*Set problem*.
According to the talk-page discussion below, why does the red beam's reflection from the front of BSc produce a 180° phase shift? Answer in one to three sentences.

We don't need anything so fancy as an argument based on decoherence. The 180° degree phase difference between the interference of R01 and R02 can be derived as a result of the Fresnel equations (although the Fresnel equations article unfortunately doesn't directly address this). Examine in particular beam splitter BSc.
  • Let us assume, initially, that this beam splitter has a dielectric coat, since that is the simplest case.
  • The Fresnel equations for reflection and transmission of a wave at a dielectric imply that there is a phase change for a reflection when a wave reflects off a change from low to high refractive index but not when it reflects off a change from high to low.
  • No phase shift accompanies reflection of the blue beam from BSc, since the medium behind the beam splitter (air) has a lower refractive index than the medium the light is traveling in (glass).
  • A 180° degree phase shift occurs upon reflection of the red beam from the front of BSc, since the medium behind the beam splitter (glass) has a higher refractive index than the medium the light is traveling in (air).
  • Combination of the red and blue beams at D1 and D2 would therefore result in interference fringes that are 180° out of phase at D1 versus D2.
  • Conservation of energy implies that interference fringes that are 180° out of phase will also result if a metallic coat is used, or if a cube beam splitter is used. Reflection off or transmission through these surfaces results in complex-valued phase shifts, but if constructive interference results in increase in intensity in one image, destructive interference must result in decrease in intensity at the corresponding point in the other image.
  • In other words, the additivity of R01 and R02 to form a featureless sum can be considered to be a result of physical optics considerations.
  • Figure 1 in Mach–Zehnder interferometer and Figure 4 in Michelson interferometer may be useful in helping to understand how this principle works.
  • Mach-Zehnder_interferometer#Properties and Michelson_interferometer#Configuration touch on this subject in a non-mathematical manner.
Stigmatella aurantiaca (talk) 12:48, 23 February 2014 (UTC)


Thanks for the detailed explanation of the phase shift created by the beam splitter! This helps understanding the experiment. But it does not explain why D0 shows no interference before the idler hits the beam splitter, so it does not help for the non-retro argument.
Assume the lower arm of the experiment is a light year away, and we reduce the noise so that D0 shows a signal. The non-retro argument in the article (and in Greenes book) relies on this D0 signal to show no interference, long before any beam splitter gets involved and D1 / D2 signals are measured. So we need a derivation of this D0 non-interference pattern which is independend from the beam splitter, to make a solid argument for non-retro. --91.42.76.39 (talk) 13:24, 23 February 2014 (UTC)
Please note that the article mentions - and even pictures - the "raw" signal at D0, i.e. the set of mearsurements at D0 which have not (yet) been correlated to D1..D4 measurements. This is what I am talking about: A non-retro-causal explanation of this "raw" D0 signal pattern is missing, needed to remove circularity from the non-retro argument. --91.42.76.39 (talk) 13:55, 23 February 2014 (UTC)

*Material provided*.
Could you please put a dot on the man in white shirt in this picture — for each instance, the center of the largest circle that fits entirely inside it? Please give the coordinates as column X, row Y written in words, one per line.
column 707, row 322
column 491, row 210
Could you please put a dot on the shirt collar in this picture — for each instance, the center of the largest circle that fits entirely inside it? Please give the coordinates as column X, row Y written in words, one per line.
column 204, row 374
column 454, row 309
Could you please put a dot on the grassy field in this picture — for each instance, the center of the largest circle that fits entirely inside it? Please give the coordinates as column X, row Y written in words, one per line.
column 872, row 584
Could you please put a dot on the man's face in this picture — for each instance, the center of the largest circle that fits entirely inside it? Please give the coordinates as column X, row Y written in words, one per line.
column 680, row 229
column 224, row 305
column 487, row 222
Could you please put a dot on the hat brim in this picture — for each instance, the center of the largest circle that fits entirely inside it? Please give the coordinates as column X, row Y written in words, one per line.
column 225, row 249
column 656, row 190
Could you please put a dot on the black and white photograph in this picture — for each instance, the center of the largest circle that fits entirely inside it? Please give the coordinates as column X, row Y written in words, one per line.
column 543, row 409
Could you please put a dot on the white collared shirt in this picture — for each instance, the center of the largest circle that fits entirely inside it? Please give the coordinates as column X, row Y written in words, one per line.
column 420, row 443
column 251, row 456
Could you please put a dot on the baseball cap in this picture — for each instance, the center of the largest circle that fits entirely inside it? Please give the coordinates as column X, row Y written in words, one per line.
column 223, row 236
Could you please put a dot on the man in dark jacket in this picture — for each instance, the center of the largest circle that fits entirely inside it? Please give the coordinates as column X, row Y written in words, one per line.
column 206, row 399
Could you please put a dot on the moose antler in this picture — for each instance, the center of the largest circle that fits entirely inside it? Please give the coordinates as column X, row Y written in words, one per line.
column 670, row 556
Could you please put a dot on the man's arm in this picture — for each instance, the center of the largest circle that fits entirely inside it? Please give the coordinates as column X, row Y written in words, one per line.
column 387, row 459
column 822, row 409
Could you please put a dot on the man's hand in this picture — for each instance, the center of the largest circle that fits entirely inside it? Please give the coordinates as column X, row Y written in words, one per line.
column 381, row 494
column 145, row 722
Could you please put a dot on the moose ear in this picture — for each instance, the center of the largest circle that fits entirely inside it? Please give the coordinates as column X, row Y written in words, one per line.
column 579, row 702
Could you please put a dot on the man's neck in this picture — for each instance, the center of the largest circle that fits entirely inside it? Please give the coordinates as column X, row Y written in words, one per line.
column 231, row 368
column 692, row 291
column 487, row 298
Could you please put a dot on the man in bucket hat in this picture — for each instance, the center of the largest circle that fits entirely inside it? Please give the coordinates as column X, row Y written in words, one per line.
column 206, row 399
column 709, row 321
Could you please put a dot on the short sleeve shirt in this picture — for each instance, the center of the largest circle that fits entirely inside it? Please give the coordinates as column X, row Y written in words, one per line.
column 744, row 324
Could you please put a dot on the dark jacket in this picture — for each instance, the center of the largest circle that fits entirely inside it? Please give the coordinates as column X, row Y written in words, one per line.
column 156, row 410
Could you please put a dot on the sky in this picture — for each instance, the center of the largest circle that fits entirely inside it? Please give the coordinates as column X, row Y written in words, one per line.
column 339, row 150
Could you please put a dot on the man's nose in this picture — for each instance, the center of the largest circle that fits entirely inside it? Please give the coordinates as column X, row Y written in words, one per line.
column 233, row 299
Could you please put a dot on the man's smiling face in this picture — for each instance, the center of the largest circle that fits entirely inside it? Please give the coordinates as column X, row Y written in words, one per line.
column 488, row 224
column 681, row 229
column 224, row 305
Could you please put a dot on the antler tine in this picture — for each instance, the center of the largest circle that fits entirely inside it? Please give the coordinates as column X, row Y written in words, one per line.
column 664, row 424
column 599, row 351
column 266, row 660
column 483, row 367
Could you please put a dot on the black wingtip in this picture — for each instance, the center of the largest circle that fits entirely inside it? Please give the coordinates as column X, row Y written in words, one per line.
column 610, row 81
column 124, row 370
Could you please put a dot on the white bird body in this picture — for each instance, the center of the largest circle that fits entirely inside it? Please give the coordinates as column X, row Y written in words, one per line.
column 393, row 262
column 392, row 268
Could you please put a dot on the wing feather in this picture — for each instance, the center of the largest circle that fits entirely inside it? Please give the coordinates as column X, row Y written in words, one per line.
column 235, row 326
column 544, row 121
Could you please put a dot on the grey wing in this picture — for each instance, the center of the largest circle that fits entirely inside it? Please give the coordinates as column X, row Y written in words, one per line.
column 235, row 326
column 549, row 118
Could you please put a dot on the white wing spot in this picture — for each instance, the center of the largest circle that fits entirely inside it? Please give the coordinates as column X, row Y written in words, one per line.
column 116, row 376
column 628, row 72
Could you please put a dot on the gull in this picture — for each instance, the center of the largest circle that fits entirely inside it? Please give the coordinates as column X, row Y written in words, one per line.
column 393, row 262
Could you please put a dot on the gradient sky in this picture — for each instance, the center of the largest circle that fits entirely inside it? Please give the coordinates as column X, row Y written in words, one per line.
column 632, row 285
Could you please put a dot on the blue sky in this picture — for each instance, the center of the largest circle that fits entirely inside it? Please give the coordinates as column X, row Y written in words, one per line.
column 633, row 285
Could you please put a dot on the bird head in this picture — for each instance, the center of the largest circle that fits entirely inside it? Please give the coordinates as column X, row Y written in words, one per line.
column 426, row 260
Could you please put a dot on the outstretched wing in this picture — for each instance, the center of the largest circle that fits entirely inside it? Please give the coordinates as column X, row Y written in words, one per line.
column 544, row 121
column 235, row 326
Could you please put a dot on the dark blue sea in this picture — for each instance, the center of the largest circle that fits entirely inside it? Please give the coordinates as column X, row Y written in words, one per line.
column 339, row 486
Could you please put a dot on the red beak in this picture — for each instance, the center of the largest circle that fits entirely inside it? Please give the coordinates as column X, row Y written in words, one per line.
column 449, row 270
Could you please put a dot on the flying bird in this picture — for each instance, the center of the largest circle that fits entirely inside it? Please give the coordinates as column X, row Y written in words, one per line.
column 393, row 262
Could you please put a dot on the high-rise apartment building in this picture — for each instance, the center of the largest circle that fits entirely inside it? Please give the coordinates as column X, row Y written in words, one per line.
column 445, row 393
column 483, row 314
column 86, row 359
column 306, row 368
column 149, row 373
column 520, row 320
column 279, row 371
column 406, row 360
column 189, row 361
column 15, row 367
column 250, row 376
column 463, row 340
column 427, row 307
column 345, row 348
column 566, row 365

*Final result*.
The red beam is traveling in air, and the medium behind the beam splitter is glass, which has a higher refractive index. The Fresnel equations imply that a wave undergoes a phase change when it reflects off a change from low to high refractive index.